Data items
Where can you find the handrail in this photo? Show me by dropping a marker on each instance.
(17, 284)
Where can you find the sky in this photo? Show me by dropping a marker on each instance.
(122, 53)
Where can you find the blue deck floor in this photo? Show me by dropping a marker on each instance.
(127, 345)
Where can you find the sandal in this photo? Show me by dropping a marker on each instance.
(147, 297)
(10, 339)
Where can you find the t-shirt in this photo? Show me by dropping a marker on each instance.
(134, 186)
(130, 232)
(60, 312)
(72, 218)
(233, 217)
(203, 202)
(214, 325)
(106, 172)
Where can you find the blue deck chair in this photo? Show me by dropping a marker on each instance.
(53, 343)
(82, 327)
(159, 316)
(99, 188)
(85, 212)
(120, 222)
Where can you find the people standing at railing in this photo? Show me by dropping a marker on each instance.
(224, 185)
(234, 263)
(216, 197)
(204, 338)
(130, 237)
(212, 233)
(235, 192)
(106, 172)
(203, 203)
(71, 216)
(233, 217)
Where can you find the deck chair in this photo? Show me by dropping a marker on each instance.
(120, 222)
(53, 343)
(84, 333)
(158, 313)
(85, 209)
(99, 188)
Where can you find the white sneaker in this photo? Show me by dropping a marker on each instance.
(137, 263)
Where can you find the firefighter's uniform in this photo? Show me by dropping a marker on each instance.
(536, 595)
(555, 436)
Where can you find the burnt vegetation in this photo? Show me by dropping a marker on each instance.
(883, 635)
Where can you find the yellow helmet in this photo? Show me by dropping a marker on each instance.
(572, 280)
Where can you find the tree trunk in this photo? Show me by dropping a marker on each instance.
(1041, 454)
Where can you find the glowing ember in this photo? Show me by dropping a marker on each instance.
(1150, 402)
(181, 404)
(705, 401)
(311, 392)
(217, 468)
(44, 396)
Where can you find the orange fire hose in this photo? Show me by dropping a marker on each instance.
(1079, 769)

### Job:
Copy the lines starting at the one containing "Where can you find the orange" and ending at the last line of the records, with both ends included.

### Answer to this exercise:
Where can you find the orange fire hose in this photo? Show me by dropping a marker on each instance.
(1079, 769)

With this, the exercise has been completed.